TASK REQUIREMENTS.
a: Translate this sentence from the book review into French: "Here they see Pegwell Bay, a 19th century painting by William Dyce."
b: In the book review, write down everything from "A crucial character" down to "those around her.".

READING TEXT.
◆ ◆ ◆ ◆ ◆ ◆ ◆

Whenever a painting is described in a novel I’m reading I like to go on a pilgrimage to actually view this work of art myself whenever possible. This happened when I read Ali Smith’s novel “How to be Both” which led me to The National Gallery to see a painting by Francesco del Cossa. In “Inch Levels” there is an emotional confrontation between Patrick and his sister Margaret when he’s visiting her in London and they take a trip to Tate Britain. Here they see Pegwell Bay, a 19th century painting by William Dyce. So I went to see this painting for myself one morning. It feels significant to this novel for the way the painter portrays a family on a seaside trip engaged in their own activities. Many scenes in the novel (including a trip to a coastal area that gives this book its title) are described in a similar way where each member of the family is entirely consumed in their own world of emotion and aren’t able to connect with the family members around them. It’s haunting the way the painting suggests a family that is unified in their activity, but psychologically distant from one another.

A crucial character at the centre of this novel is a woman named Cassie. She’s an orphan who enters the family when Sarah was a girl and her mother died. Rather than find a new wife to help keep up his household, her father chooses to take in this girl who is described as simplistic and may suffer from some form of autism. She forms a crucial kind of centre for the family and sometimes becomes a confidant for the things which the rest of the family can’t confess to one another. There are also some wonderful touches of humour she brings – such as a scene when Margaret and Patrick are children stealing from the kitchen’s treat jar (which are treats meant for a pet). It’s interesting the way she offers a perspective on the family to the reader – even if she doesn’t often make her opinions known to those around her.

◆ ◆ ◆ ◆ ◆ ◆ ◆

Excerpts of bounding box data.
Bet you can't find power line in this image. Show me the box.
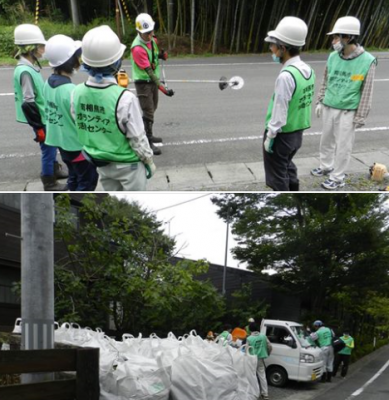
[154,193,213,212]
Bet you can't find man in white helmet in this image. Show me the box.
[263,17,315,191]
[72,25,156,191]
[311,17,377,190]
[131,13,174,155]
[14,24,67,191]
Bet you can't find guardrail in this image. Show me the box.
[0,348,100,400]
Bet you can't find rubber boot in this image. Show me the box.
[41,175,68,192]
[54,161,69,179]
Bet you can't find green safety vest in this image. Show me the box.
[73,83,140,163]
[131,36,160,82]
[43,82,82,151]
[266,65,315,133]
[14,64,46,125]
[316,326,332,347]
[338,336,354,356]
[247,333,269,358]
[323,51,377,110]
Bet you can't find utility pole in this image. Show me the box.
[70,0,80,28]
[222,209,230,296]
[21,193,54,383]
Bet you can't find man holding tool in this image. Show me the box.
[131,14,174,155]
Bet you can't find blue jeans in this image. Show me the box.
[39,143,57,176]
[59,148,99,192]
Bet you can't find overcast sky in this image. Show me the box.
[115,192,243,267]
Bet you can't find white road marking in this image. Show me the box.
[346,361,389,400]
[0,126,389,160]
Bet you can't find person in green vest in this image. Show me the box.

◆ ◆ ◆ ◆ ◆ ◆ ◆

RESPONSE LIST.
a: Là, ils voient Pegwell Bay, un tableau du XIXe siècle de William Dyce.

b:
A crucial character at the centre of this novel is a woman named Cassie. She’s an orphan who enters the family when Sarah was a girl and her mother died. Rather than find a new wife to help keep up his household, her father chooses to take in this girl who is described as simplistic and may suffer from some form of autism. She forms a crucial kind of centre for the family and sometimes becomes a confidant for the things which the rest of the family can’t confess to one another. There are also some wonderful touches of humour she brings – such as a scene when Margaret and Patrick are children stealing from the kitchen’s treat jar (which are treats meant for a pet). It’s interesting the way she offers a perspective on the family to the reader – even if she doesn’t often make her opinions known to those around her.